═══ PASSAGE TO READ ═══
I intend to have the optimizer found the optimal set of x[i] for which selection_cost and get_paths_and_sum. I don't know how to describe the get_paths_and_sum using Z3 idioms. Can someone help me fix the code? Is there a way I don't change my python code and convert the array before it is being used by the function?

from z3 import *
import numpy as np
from functools import lru_cache

Q = 11  # Number of states
connectivity = np.zeros((Q, Q), dtype=int)


# Helper to add edges
def add_edge(u, v):
    connectivity[u, v] = 1


n = 5  # Number of inspection states
initial_state = 0  # Ensure this is an inspection state
last_state = 4  # Ensure this is an inspection state

# Cost of placing inspection states
costs = [1 for i in range(Q)]  # Adjust as needed

# Define edges between states
add_edge(0, 1)
add_edge(0, 5)
add_edge(0, 8)
add_edge(1, 2)
add_edge(2, 3)
add_edge(3, 4)
add_edge(5, 2)
add_edge(5, 6)
add_edge(6, 3)
add_edge(6, 7)
add_edge(7, 4)
add_edge(8, 9)
add_edge(9, 5)
add_edge(9, 7)
add_edge(9, 10)
add_edge(10, 4)

# Distance = 1 per edge
distance = connectivity.astype(float)

# Solver setup
solver = Optimize()

# Decision variables: x[i] = True if state i is an inspection state
x = [Bool(f"x_{i}") for i in range(Q)]

# Ensure exactly n states are selected
solver.add(Sum([If(x[i], 1, 0) for i in range(Q)]) == n)

# Force the initial and last states to be inspection states
solver.add(x[initial_state] == True)
solver.add(x[last_state] == True)

# Cost function: sum of selected inspection state costs
selection_cost = Sum([If(x[i], costs[i], 0) for i in range(Q)])
═══
SET EXERCISE 1:
Answer these questions using the Z3 optimization post:
(a) What value is assigned to Q, the number of states?
(b) Which state is set as last_state?
(c) Which Z3 class is used to create the solver?
SET EXERCISE 2:
Write out the section of the Z3 optimization post between "# Cost of placing" and "add_edge(5, 6)", inclusive.
SET EXERCISE 3:
Continue the Z3 optimization post from the point where it stops.
The data after this point is not needed.
═══ DATA EXTRACT ═══
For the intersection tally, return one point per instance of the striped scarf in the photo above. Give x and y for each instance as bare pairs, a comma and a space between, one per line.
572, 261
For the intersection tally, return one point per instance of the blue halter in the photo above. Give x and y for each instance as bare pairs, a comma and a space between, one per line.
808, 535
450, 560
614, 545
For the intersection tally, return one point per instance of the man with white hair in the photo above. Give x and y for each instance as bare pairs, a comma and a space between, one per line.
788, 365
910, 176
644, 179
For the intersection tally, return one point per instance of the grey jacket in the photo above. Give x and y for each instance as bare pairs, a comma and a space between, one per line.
═══
ANSWER 1:
(a) 11
(b) 4
(c) Optimize

ANSWER 2:
# Cost of placing inspection states
costs = [1 for i in range(Q)]  # Adjust as needed

# Define edges between states
add_edge(0, 1)
add_edge(0, 5)
add_edge(0, 8)
add_edge(1, 2)
add_edge(2, 3)
add_edge(3, 4)
add_edge(5, 2)
add_edge(5, 6)

ANSWER 3:
# Define a Z3 array valid_inspections
valid_inspections = Array('valid_inspections', IntSort(), IntSort())

# Constraint: If x[i] is true, set valid_inspections[i] = i
for i in range(Q):
    solver.add(If(x[i], valid_inspections[i] == i, valid_inspections[i] == -1))


# Compute sum of the longest paths between neighboring inspection states
def max_path_with_path(connectivity, distance, inspections, start, target):
    """
    Returns (max_length, path) for the maximum-length path from 'start' to 'target'
    that does NOT pass through any inspection state except at the endpoints.
    If no valid path exists, returns None.
    """
    n = connectivity.shape[0]

    @lru_cache(None)
    def dfs(current, target, visited):
        if current == target:
            return (0, (current,))  # Reached target -> path length = 0 from here, path is just (target,)

        best = None  # Will hold (length, path) for the best route found
        for neighbor in range(n):
            if connectivity[current, neighbor] == 1:
                # Avoid cycles
                if neighbor in visited:
                    continue
                # Skip if neighbor is an inspection state (and not the target)
                if neighbor in inspections and neighbor != target:
                    continue

                result = dfs(neighbor, target, visited | {neighbor})
                if result is not None:
                    sub_len, sub_path = result
                    total_len = distance[current, neighbor] + sub_len
                    candidate_path = (current,) + sub_path
                    if best is None or total_len > best[0]:
                        best = (total_len, candidate_path)

        return best

    return dfs(start, target, frozenset({start}))


def get_paths_and_sum(connectivity, distance, inspections):
    """
    For every ordered pair (i, j) of distinct inspection states, find the maximum-length path
    from i to j that doesn't pass through any OTHER inspection state.

    Returns:
      paths_dict: dict[(i,j)] = (path, length)
      total_sum:   sum of all such maximum path lengths
    """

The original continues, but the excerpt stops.